# Measure Exact Answer & Spilled Energy Detection

This notebook demonstrates how to:
1. Load a sample from TriviaQA.
2. Generate an answer using an LLM.
3. Extract the exact answer from the generated text.
4. Compute **Spilled Energy (Delta)**, **Energy (E)**, and **Marginalized Energy (E_margin)** specifically on the exact answer tokens.
5. Aggregates these metrics using **Mean**, **Max**, **Min**, and **Sum** strategies.

In [None]:
%load_ext autoreload
%autoreload 2

import sys
import os
import torch
import numpy as np
import logging
import transformers
import datasets
from transformers import AutoModelForCausalLM, AutoTokenizer
from datasets import load_dataset

# Configure logging to see extraction details
logging.basicConfig(level=logging.INFO, force=True)
logging.getLogger("spilled_energy.extraction").setLevel(logging.DEBUG)

# Disable INFO logs from libraries to reduce clutter
logging.getLogger("transformers").setLevel(logging.ERROR)
logging.getLogger("httpx").setLevel(logging.WARNING)
transformers.logging.set_verbosity_error()
datasets.logging.set_verbosity_error()

from spilled_energy.generation import generate_answer
from spilled_energy.extraction import extract_exact_answer
from spilled_energy.energy import spilled_energy

## 1. Load Data
We use a sample from the TriviaQA dataset.

In [None]:
# Load a small subset of TriviaQA
dataset = load_dataset("trivia_qa", "rc", split="validation", streaming=True)
sample = next(iter(dataset))

question = sample["question"]
ground_truth_aliases = sample["answer"]["aliases"]

print(f"Question: {question}")
print(f"Ground Truth(s): {ground_truth_aliases}")

## 2. Load Model
Load the model for both generation and extraction. A consistent model is recommended.

In [None]:
model_name = "meta-llama/Meta-Llama-3-8B"
device = "cuda" if torch.cuda.is_available() else "cpu"

print(f"Loading {model_name} on {device}...")
try:
    tokenizer = AutoTokenizer.from_pretrained(model_name)
    # using dtype per user request
    model = AutoModelForCausalLM.from_pretrained(model_name, dtype=torch.bfloat16 if device=="cuda" else torch.float32).to(device)
except Exception as e:
    print(f"Error loading {model_name}: {e}")
    print("Using fallback model...")
    model_name = "facebook/opt-125m"
    tokenizer = AutoTokenizer.from_pretrained(model_name)
    model = AutoModelForCausalLM.from_pretrained(model_name).to(device)

## 3. Generate Answer
Generate a long-form answer for the question.

In [None]:
prompt = f"Q: {question}\nA:"

gen_output = generate_answer(
    prompt=prompt,
    model=model,
    tokenizer=tokenizer,
    max_new_tokens=100,
    do_sample=False,
    device=device
)

→ What you will do
Continue the spilled energy notebook from where it stops.

→ Exercise data

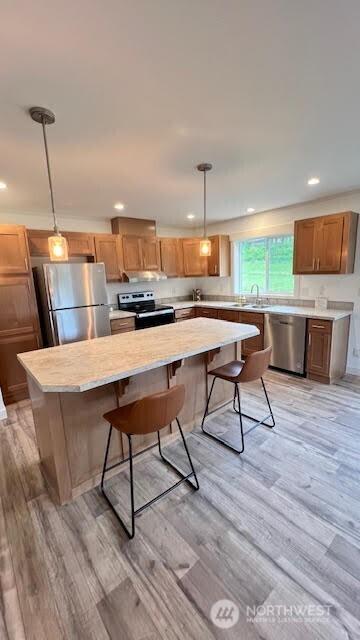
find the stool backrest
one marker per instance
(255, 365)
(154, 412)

---

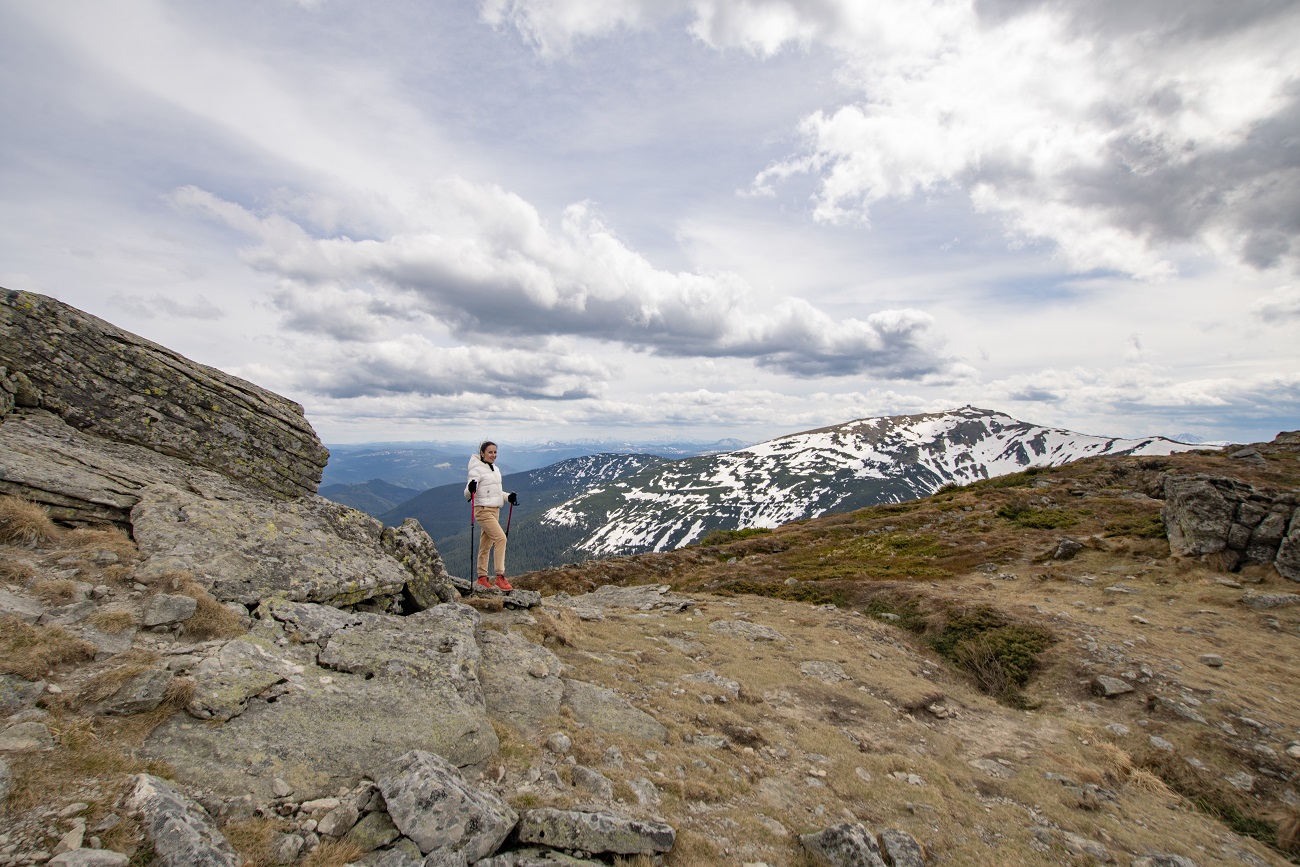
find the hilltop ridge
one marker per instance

→ Answer to this exercise
generated_text = gen_output['text']
print("Generated Answer:")
print(generated_text)

## 4. Extract Exact Answer
Extract the short/exact string from the generated long answer.

In [None]:
print(f"Extracting answer for: {question}")
exact_answer = extract_exact_answer(
    question=question,
    long_answer=generated_text,
    model=model,
    tokenizer=tokenizer,
    device=device
)

print(f"Extracted Exact Answer: '{exact_answer}'")

## 5. Compute Metrics on Exact Tokens
We locate the extracted answer within the original generation and compute:
- **Spilled Energy (Delta)**
- **Energy (E)**
- **Marginalized Energy (E_margin)**

For each, we check **Mean**, **Max**, **Min**, and **Sum**.

In [None]:
# 1. Find the substring in the generated text
# Clean quotes for matching
cleaned_exact_answer = exact_answer.strip("'\"").strip()
start_idx = generated_text.find(cleaned_exact_answer)

token_start = None
token_end = None

if start_idx == -1:
    print(f"Warning: Could not find extracted answer '{cleaned_exact_answer}' in generated text.")
    print("Calculating metrics on full generation instead.")
else:
    end_idx = start_idx + len(cleaned_exact_answer)
    print(f"Found answer at character indices: {start_idx}-{end_idx}")

    # 2. Map indices to tokens
    # Re-tokenize to get offset mapping. 
    enc = tokenizer(generated_text, return_offsets_mapping=True, add_special_tokens=False)
    offsets = enc.offset_mapping
    
    for i, (s, e) in enumerate(offsets):
        if s >= start_idx and token_start is None:
            token_start = i
        if s < end_idx:
            token_end = i + 1
            
    print(f"Token span: {token_start}-{token_end}")
    if token_start is not None and token_end is not None:
        print(f"Corresponding text: {tokenizer.decode(enc.input_ids[token_start:token_end])}")

# Prepare inputs
logits = torch.stack(gen_output['scores'], dim=1) # [batch, seq_len, vocab]
sequences = gen_output['sequences'] # [batch, total_len]

# Align logits and IDs (remove prompt from IDs)
input_len = sequences.shape[1] - logits.shape[1]
generated_ids = sequences[:, input_len:]

# Slice for exact answer if found
if token_start is not None and token_end is not None:
    # Check alignment
    if len(enc.input_ids) != generated_ids.shape[1]:
         print("Warning: Tokenizer mismatch (length). Alignment might be imperfect. Proceeding with mapping indices.")
    
    # Ensure indices are within bounds
    token_start = max(0, min(token_start, logits.shape[1]-1))
    token_end = max(token_start+1, min(token_end, logits.shape[1]))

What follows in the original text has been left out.